- **QUOTED PASSAGE**
begin

The tight Democratic race for governor is drawing a lot of attention, but it is the marriage amendment that's really expected to drive a high number of voters to the polls.
After more than a year of debates and rallies, voters want to decide whether or not the state constitution should recognize marriage as a union between one man and one woman.
For Michelle Pridgen and other voters, it's more than exercising their constitutional right that's creating long lines at the polls.
"I think that amendment issue is really big for people this year," she said.
With signs, calls and commercials, the marriage amendment has been a hot topic the past few weeks.
"We've seen a lot of visibility on the liberal side," said voter Russell Carraway. "Probably we're going to get a much larger turnout on the conservative side than people realize."
For or against, voters notice bigger crowds this election.
"Well I thought coming at 6:30 a.m. would be a piece of cake, but yes, it's been quite busy," said Pridgen.
The state board of elections believes primary voter turnout could set a new record.
"First of all there is a constitutional amendment that statewide has got a lot of people interested," said Gary Bartlett, the NC Board of Elections director. "And, you have more Republican primaries than we've ever had in the state's history."
As the anxiety builds until the final ballot is counted, voters like Pridgen wait for a decision that could impact North Carolina's future.
A majority of the vote is needed for the amendment to pass meaning a simple "yes" or "no" vote could make all the difference.
Polls close at 7:30 p.m. To avoid lines, the board of elections director recommends avoiding the afternoon rush between 11 and 1 p.m. and the night rush between 5 p.m. and 7 p.m.

end

- **EXERCISE DETAILS**
Render this sentence from the news report on the marriage amendment vote in Spanish: "The state board of elections believes primary voter turnout could set a new record." The records have no connection to the news report above.

Coordinate labeling records
begin

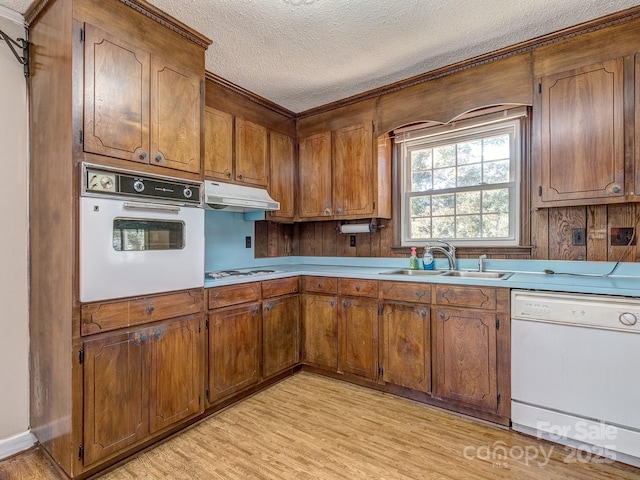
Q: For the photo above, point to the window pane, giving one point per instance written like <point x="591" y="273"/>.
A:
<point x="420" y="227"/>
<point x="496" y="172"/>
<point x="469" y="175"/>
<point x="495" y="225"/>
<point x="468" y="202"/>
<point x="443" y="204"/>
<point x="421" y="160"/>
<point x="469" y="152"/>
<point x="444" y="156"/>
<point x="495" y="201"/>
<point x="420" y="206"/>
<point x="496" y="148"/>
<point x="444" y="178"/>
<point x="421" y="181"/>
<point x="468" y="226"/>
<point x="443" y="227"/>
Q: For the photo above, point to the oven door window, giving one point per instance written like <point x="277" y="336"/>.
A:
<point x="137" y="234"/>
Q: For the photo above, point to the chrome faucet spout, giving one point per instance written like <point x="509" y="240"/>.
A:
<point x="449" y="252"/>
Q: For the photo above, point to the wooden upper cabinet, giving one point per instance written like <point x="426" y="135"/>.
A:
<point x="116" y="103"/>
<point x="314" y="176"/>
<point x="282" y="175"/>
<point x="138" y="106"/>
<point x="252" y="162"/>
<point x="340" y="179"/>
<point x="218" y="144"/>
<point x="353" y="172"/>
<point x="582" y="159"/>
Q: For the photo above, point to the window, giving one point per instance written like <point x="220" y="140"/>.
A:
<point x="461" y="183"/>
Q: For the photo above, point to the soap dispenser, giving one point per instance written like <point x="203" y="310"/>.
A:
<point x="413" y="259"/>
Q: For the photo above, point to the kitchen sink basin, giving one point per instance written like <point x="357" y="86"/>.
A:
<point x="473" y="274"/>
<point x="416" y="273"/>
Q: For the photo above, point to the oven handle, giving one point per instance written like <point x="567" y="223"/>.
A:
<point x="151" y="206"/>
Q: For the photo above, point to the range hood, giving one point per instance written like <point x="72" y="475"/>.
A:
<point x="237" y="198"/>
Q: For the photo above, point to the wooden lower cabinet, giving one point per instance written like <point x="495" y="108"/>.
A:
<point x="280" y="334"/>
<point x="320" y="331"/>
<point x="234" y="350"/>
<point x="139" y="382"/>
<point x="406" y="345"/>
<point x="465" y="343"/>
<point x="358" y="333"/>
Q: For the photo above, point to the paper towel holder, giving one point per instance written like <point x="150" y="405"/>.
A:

end

- **CORRECT OUTPUT**
La junta electoral del estado cree que la participación de votantes en las primarias podría establecer un nuevo récord.